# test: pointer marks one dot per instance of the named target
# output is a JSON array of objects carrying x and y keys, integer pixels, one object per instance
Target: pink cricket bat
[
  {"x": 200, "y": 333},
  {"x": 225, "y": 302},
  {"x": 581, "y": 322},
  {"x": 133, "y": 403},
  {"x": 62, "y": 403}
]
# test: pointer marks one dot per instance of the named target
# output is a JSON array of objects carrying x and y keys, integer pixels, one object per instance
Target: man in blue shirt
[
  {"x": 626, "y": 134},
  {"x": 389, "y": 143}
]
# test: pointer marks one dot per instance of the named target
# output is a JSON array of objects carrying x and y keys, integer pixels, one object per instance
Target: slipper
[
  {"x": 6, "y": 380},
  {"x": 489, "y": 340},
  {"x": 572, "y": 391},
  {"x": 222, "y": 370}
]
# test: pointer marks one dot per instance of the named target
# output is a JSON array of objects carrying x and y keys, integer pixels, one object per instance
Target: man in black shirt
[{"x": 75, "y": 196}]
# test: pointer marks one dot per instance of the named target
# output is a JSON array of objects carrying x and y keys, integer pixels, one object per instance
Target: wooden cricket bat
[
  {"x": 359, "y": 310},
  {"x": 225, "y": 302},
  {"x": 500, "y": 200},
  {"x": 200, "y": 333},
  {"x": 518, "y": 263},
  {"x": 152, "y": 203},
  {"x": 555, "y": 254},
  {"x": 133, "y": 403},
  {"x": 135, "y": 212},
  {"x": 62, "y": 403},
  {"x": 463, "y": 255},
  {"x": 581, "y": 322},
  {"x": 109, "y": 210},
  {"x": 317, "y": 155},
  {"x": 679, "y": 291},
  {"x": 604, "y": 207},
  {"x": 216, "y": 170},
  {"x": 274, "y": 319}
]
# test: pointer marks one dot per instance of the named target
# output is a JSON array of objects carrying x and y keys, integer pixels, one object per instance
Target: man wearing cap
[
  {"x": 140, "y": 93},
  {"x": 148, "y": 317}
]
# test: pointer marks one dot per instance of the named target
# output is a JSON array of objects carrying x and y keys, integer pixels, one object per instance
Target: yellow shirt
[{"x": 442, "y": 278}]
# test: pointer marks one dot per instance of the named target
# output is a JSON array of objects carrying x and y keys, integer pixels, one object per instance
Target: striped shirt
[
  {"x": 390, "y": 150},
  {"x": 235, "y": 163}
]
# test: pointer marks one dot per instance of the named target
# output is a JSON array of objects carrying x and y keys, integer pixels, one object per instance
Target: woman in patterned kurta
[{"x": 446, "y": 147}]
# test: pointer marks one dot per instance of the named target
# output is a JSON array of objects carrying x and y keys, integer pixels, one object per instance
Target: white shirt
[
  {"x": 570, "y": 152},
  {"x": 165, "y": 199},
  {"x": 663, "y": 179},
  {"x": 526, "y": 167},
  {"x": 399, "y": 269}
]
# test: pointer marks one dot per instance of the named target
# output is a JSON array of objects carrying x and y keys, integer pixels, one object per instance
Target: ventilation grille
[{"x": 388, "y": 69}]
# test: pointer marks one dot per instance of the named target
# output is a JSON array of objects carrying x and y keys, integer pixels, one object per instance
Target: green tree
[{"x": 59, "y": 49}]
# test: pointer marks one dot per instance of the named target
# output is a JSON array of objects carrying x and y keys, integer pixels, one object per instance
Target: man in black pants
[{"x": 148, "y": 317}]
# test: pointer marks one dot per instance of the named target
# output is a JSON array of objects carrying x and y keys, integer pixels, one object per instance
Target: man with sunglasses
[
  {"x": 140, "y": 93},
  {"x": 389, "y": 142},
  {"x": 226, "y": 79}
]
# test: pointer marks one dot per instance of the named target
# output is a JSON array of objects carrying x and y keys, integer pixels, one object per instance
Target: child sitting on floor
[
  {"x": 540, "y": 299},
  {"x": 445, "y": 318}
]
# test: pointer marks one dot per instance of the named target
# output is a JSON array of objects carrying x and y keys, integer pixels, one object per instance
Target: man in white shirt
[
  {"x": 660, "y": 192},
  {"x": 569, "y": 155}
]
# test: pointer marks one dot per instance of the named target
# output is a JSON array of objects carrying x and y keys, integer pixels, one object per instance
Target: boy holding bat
**********
Return all of the entries exactly as they were supplied.

_REPLY TO THE TASK:_
# test: pointer marks one dot per instance of the named target
# output is a JSON array of objects carrying x and y keys, integer pixels, one object per instance
Target: pink cricket bat
[
  {"x": 200, "y": 333},
  {"x": 225, "y": 302},
  {"x": 581, "y": 322},
  {"x": 133, "y": 403},
  {"x": 62, "y": 403}
]
# test: pointer marks one dot per instance of the named target
# output is a JSON array of objects carrying x and y keys, integer pixels, one object per instance
Target: man in blue shirt
[
  {"x": 626, "y": 134},
  {"x": 389, "y": 143}
]
# test: pointer marks one dot per instance of the named target
# output is a JSON array of objects carrying x and y keys, integer pixels, one object per instance
Target: slipper
[
  {"x": 6, "y": 380},
  {"x": 489, "y": 340},
  {"x": 572, "y": 391},
  {"x": 222, "y": 370}
]
# test: pointer marks one dot per instance of the named target
# output is a JSON array of objects carrying x and y keys, integer pixels, one object per instance
Target: man in black shirt
[{"x": 75, "y": 196}]
# test: pointer marks one dot per instance of the named target
# output is a JSON array of objects carrying x and y keys, integer pixels, one object per instance
Target: wooden cricket bat
[
  {"x": 359, "y": 310},
  {"x": 225, "y": 302},
  {"x": 500, "y": 200},
  {"x": 200, "y": 333},
  {"x": 518, "y": 263},
  {"x": 152, "y": 203},
  {"x": 555, "y": 254},
  {"x": 133, "y": 403},
  {"x": 135, "y": 212},
  {"x": 62, "y": 403},
  {"x": 463, "y": 255},
  {"x": 581, "y": 322},
  {"x": 109, "y": 210},
  {"x": 317, "y": 155},
  {"x": 679, "y": 291},
  {"x": 604, "y": 207},
  {"x": 216, "y": 170},
  {"x": 274, "y": 319}
]
# test: pointer marks one dot per instance of the named target
# output is a JSON array of objects carrying x and y keys, integer pixels, one object per instance
Target: man wearing cap
[
  {"x": 140, "y": 93},
  {"x": 148, "y": 317}
]
# test: pointer marks one dot per instance of the named target
# output is a JSON array of objects carrying x and y keys, integer pixels, one object per instance
Target: yellow shirt
[{"x": 442, "y": 278}]
# test: pointer marks one dot per instance of the named target
# output is a JSON array of objects carrying x and y keys, integer pixels, one object per instance
Target: striped shirt
[
  {"x": 390, "y": 150},
  {"x": 235, "y": 163}
]
# test: pointer marks one dot per instance of the named target
# output is a JSON array of objects carrying x and y keys, integer pixels, one object per instance
Target: woman in patterned kurta
[{"x": 446, "y": 147}]
# test: pointer marks one dot per instance of the named target
# output is a JSON array of objects carrying x and y keys, integer pixels, one object per instance
Target: white shirt
[
  {"x": 570, "y": 152},
  {"x": 165, "y": 199},
  {"x": 663, "y": 179},
  {"x": 526, "y": 167},
  {"x": 399, "y": 269}
]
# test: pointer marks one dot per instance of the named target
# output is a JSON array of objects carrying x and y keys, integer pixels, one object per instance
Target: ventilation grille
[{"x": 388, "y": 69}]
# test: pointer marks one dot per instance of the named target
# output is a JSON array of objects carrying x and y keys, integer pixels, one object per instance
Target: green tree
[{"x": 59, "y": 49}]
# test: pointer marks one dot per instance of the named target
# output is a JSON array of objects carrying x and y keys, integer pixels, one object per instance
Target: man in black pants
[{"x": 148, "y": 317}]
# test: pointer marks one dot per instance of the named target
# output is a JSON array of objects carrying x and y keys, integer pixels, one object per instance
Target: man with sunglasses
[
  {"x": 140, "y": 93},
  {"x": 389, "y": 142},
  {"x": 226, "y": 79}
]
# test: pointer marks one dot per instance of the named target
# output is a JSON array of objects carrying x and y keys, integer pixels, one object per instance
Target: child sitting on floor
[
  {"x": 540, "y": 299},
  {"x": 445, "y": 318}
]
# test: pointer marks one dot per instance of the named target
# output is a JSON array of objects carrying x and y keys, integer pixels, one object per instance
Target: man in white shirt
[
  {"x": 660, "y": 192},
  {"x": 569, "y": 155}
]
# test: pointer marks one dot per instance of the named target
# output is a JSON array of objects carrying x and y keys, integer pixels, one object per instance
Target: boy holding bat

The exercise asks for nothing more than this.